» TASK DETAILS:
Copy out all of the data below word for word, omitting the pictures.

---

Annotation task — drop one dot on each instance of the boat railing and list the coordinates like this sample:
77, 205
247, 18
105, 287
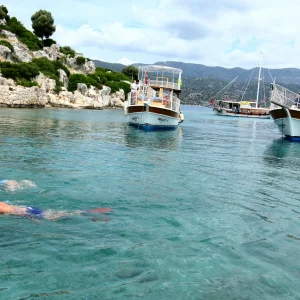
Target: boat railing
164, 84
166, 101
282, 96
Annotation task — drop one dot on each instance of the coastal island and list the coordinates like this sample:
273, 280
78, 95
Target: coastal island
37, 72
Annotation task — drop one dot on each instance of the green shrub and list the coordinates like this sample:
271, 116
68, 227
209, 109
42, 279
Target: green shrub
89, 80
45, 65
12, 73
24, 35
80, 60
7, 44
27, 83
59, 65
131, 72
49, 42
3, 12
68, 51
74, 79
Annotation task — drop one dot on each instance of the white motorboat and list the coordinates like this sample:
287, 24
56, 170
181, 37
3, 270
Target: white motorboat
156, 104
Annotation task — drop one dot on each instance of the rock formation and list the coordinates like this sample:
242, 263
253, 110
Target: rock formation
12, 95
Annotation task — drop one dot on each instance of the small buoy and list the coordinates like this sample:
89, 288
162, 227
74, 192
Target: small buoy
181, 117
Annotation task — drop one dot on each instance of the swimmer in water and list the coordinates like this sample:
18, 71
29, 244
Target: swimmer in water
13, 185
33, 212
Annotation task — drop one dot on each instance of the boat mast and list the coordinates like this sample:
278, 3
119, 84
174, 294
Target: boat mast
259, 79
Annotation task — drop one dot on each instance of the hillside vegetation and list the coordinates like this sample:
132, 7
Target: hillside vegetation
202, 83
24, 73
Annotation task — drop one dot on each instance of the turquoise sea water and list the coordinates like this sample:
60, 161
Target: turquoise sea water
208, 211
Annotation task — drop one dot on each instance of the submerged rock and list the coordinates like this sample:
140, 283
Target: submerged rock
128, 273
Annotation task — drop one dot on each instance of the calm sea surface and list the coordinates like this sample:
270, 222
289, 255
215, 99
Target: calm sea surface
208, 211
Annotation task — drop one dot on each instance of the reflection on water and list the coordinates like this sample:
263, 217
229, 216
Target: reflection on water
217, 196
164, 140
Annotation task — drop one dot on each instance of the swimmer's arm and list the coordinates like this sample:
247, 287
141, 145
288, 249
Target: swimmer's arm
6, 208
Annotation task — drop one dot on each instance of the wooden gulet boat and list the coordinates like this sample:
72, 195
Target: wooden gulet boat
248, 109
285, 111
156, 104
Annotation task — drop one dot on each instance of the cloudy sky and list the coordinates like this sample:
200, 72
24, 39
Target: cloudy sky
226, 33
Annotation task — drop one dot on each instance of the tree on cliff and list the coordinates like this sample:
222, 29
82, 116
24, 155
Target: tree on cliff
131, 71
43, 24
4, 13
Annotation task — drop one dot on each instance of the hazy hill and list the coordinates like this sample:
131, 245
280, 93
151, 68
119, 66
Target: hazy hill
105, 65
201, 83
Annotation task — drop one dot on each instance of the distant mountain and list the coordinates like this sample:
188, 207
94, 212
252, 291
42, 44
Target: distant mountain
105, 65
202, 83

---

» THE RESPONSE:
Annotation task — drop one dot on each instance of the boat railing and list the coordinates like this sample:
77, 205
247, 18
105, 287
Target: boat railing
164, 84
166, 101
282, 96
Annotation task — drop one dot on each instance of the coastal island and list the coordinates like this sample:
273, 280
78, 95
Target: coastal island
37, 72
Annotation task — drop one dot on each instance of the green shrub and list the coordinates like this sample:
271, 116
68, 227
209, 109
42, 279
Target: green shrub
89, 80
45, 65
12, 73
24, 35
80, 60
7, 44
27, 83
59, 65
131, 72
49, 42
3, 12
68, 51
74, 79
Annotation task — drop one dot on each instance of the white motorboat and list the coordinates like this sample:
287, 24
56, 170
181, 37
3, 270
Target: white motorboat
156, 104
Annotation task — drop one dot on each instance of the rock formation and list the coordinates like this sample:
242, 263
253, 110
Target: rock formation
12, 95
Annotation task — drop one dot on each instance of the small buoy and list the coordinates like this sample:
89, 288
162, 227
74, 192
Target: small buoy
181, 117
Annotation task — drop one dot on each instance of the swimmer in water and list the coordinates like this sample:
18, 71
29, 244
Target: swimmer in water
13, 185
33, 212
Annotation task — drop one dot on each instance of the boat mast and list the coordinates like this sample:
278, 3
119, 84
174, 294
Target: boat mast
259, 79
Annotation task — drop one dot on each instance of the hillside vegetation and list the coordinates like this sample:
132, 7
Target: hillside vegetation
202, 83
24, 73
Annotation task — drop one dot on each instance of the turquoise sea water and list the coordinates like this sample:
60, 161
Target: turquoise sea water
208, 211
Annotation task — drop one dot on each instance of the submerged rock and list the coordinates like this sample:
140, 283
Target: submerged rock
128, 273
Annotation task — drop one dot on each instance of the calm sea surface and list the coordinates like this sample:
270, 222
289, 255
215, 99
Target: calm sea surface
208, 211
Annotation task — drop one dot on each instance of the reflection on water and list the coordinates like this sample:
263, 217
229, 216
Target: reflection on water
217, 196
164, 140
Annotation task — drop one dot on each instance of the swimmer's arm and list the coordinates like this sample:
247, 287
141, 145
288, 249
Target: swimmer's arm
6, 208
Annotation task — drop one dot on each instance of the wooden gulet boat and list the coordinates like this sample:
72, 195
Target: wooden gulet boat
248, 109
285, 111
156, 104
Annotation task — drop one dot on each instance of the cloudy sky and list the coordinates like this sample:
200, 72
24, 39
Target: cloudy sky
226, 33
Annotation task — drop one dot on each instance of the tree on cliff and list the coordinates like this sample:
222, 29
82, 116
24, 155
Target: tree on cliff
131, 71
43, 24
4, 13
Annotation task — drop one dot on each instance of the hazy hill and list the coordinates like this sample:
131, 245
280, 93
151, 68
119, 66
Target: hazy hill
105, 65
201, 83
Annotation task — drop one dot on each instance of the distant mountain and list the coordinates like this sample:
188, 207
94, 212
252, 291
42, 44
Target: distant mountain
105, 65
202, 83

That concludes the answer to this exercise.